EXERCISE DETAILS: Count the lines in the entries below that contain the string "light", matching case exactly, and reply with only that number.

LISTED RECORDS:
* * * * * * * * *
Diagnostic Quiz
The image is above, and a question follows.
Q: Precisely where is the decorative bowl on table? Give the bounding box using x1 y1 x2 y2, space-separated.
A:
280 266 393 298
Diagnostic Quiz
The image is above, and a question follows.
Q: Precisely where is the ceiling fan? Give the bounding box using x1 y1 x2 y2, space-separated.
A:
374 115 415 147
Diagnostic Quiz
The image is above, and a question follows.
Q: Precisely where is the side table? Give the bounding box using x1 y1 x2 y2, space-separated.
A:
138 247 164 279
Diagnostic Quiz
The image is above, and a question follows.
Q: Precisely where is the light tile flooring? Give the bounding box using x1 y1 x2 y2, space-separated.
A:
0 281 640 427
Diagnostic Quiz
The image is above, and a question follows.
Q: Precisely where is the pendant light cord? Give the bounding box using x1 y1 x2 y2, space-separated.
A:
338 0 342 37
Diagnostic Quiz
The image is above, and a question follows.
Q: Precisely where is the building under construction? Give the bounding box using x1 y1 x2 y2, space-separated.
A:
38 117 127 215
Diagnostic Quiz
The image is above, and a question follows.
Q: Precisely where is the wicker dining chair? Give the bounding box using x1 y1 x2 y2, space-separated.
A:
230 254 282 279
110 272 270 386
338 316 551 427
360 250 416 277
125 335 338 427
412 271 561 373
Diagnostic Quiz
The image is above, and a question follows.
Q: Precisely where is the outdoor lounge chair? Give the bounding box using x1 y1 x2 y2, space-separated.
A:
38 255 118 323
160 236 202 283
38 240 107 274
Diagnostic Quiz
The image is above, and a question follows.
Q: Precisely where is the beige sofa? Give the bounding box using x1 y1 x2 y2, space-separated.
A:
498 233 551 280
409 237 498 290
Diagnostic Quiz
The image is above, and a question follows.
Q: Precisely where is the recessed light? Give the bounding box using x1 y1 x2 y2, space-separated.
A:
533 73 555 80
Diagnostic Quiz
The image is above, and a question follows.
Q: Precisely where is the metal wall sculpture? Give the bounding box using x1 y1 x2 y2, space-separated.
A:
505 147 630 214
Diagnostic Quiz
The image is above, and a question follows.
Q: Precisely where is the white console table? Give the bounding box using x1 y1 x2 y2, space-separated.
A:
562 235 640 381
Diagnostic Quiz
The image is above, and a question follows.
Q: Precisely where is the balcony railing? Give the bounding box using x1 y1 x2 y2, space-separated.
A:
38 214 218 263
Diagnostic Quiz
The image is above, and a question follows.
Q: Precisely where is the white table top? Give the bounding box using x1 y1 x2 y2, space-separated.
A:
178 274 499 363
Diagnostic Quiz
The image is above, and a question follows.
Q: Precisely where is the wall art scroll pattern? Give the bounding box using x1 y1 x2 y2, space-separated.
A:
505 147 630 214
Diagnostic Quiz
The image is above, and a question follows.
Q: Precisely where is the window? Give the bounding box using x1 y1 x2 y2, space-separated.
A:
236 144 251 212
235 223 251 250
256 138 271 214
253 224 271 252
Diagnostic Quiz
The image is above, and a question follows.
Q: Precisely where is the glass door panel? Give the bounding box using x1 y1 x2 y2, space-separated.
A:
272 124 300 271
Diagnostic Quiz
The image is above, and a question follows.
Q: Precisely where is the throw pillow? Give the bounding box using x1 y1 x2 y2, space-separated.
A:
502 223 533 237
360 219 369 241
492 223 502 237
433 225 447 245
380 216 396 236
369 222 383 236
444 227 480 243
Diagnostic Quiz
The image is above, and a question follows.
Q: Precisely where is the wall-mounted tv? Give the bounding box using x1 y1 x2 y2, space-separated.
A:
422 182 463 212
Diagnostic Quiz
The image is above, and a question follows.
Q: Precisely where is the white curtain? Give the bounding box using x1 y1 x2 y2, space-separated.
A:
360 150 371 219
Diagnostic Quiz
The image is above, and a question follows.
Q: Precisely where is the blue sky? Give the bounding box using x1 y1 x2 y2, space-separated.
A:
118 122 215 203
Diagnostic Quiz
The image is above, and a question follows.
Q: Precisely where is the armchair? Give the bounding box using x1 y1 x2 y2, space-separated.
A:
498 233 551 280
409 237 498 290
* * * * * * * * *
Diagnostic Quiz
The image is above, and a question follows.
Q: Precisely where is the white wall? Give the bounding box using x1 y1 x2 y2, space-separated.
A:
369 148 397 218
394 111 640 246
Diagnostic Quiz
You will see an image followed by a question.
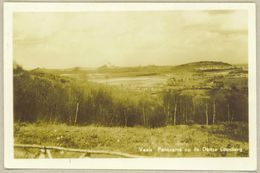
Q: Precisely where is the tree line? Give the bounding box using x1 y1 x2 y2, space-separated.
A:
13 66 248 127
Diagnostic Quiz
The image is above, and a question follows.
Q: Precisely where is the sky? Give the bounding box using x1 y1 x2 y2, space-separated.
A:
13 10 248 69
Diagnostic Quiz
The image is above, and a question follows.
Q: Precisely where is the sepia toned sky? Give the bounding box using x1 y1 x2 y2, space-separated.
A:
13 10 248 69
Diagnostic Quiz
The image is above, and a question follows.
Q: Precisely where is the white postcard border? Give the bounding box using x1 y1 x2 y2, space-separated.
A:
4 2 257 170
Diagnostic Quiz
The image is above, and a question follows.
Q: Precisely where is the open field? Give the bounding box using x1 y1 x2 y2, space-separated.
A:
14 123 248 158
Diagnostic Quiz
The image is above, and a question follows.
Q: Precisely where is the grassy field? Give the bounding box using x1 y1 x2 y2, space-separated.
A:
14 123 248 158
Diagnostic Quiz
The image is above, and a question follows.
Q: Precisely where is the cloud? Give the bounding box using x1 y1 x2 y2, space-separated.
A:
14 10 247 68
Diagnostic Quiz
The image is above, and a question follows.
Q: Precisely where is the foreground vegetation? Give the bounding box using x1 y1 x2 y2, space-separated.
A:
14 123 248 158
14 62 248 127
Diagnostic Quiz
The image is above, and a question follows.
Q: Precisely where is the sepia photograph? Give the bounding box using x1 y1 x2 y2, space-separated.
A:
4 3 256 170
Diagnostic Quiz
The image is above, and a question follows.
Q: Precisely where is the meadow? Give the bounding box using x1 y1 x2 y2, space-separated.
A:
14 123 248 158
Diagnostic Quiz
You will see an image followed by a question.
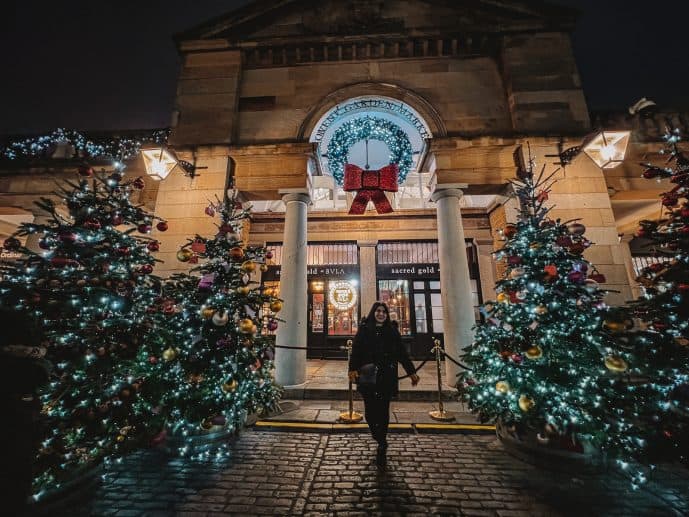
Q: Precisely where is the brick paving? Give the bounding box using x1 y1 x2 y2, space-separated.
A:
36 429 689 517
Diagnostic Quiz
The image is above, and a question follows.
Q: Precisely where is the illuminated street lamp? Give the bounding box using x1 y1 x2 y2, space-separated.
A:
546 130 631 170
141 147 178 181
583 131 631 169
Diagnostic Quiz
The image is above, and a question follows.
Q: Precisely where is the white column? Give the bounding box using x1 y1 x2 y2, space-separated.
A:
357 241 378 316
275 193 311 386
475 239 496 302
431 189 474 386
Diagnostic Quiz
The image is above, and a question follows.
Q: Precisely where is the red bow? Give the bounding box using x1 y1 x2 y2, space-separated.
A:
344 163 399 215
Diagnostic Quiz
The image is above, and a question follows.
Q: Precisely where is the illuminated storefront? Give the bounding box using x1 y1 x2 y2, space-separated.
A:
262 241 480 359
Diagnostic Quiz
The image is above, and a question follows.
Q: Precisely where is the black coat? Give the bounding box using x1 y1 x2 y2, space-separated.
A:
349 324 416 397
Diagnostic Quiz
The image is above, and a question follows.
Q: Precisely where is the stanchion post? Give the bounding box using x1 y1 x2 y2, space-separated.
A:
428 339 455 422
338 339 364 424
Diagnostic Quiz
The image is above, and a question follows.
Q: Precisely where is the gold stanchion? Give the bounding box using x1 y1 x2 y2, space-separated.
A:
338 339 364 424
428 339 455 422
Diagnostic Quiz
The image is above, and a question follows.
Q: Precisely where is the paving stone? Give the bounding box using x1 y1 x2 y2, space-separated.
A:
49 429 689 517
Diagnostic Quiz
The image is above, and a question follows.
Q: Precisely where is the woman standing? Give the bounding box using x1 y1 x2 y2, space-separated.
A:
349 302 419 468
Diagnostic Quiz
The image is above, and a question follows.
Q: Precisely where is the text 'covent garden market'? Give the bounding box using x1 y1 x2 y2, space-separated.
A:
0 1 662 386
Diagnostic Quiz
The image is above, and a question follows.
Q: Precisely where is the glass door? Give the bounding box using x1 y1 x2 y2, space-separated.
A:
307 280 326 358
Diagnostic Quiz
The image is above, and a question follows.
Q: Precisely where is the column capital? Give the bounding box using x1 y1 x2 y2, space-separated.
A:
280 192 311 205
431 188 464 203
* * * * * * * * *
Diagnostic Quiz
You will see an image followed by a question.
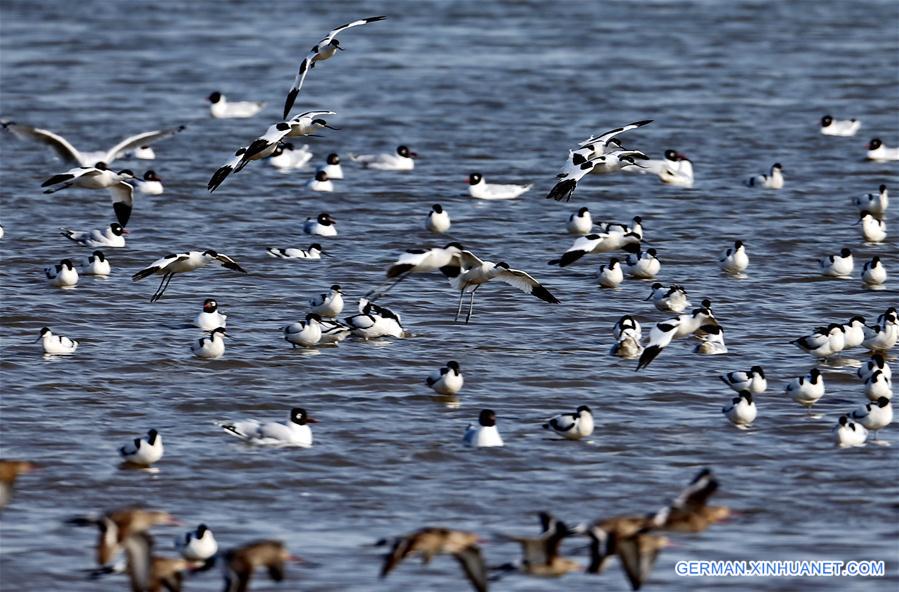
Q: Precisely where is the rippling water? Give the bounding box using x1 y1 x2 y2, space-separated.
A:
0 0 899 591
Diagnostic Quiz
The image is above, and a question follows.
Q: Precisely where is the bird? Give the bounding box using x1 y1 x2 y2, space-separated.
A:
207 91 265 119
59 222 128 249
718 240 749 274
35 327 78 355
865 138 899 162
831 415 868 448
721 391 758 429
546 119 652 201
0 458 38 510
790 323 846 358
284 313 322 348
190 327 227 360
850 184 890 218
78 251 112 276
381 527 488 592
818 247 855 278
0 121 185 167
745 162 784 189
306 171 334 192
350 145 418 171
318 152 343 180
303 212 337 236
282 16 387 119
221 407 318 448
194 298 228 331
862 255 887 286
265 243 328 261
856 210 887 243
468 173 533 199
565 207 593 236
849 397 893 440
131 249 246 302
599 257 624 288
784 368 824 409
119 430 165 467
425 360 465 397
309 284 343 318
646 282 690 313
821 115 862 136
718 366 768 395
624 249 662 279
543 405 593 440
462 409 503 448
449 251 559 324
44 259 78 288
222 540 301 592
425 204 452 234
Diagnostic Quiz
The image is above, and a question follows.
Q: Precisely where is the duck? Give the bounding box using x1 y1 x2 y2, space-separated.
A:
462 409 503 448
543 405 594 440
* * * * * * * * *
IN RESPONSE: 3